PROVIDED INFORMATION ▸
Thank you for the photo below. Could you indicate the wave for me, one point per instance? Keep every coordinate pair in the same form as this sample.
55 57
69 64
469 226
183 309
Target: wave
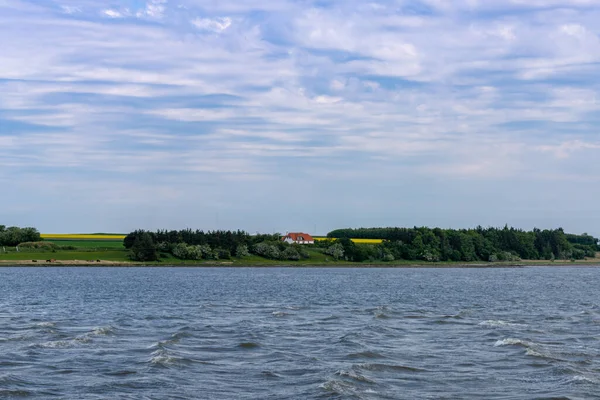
54 344
389 368
340 387
279 314
45 324
103 330
165 358
583 379
365 354
354 376
512 342
10 393
249 345
493 323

TASK TO CARRY OUT ▸
Strip the images and reproduce the remaining records precisely.

REPLY ▸
Thank you for the photo below. Could you indicate the wave for me, one point per instance? Keep every coordinate pair in the same form as this sample.
55 57
69 64
469 226
183 309
Target: wave
54 344
389 368
340 387
279 314
45 324
103 330
165 358
583 379
365 354
354 376
512 342
10 393
249 345
493 323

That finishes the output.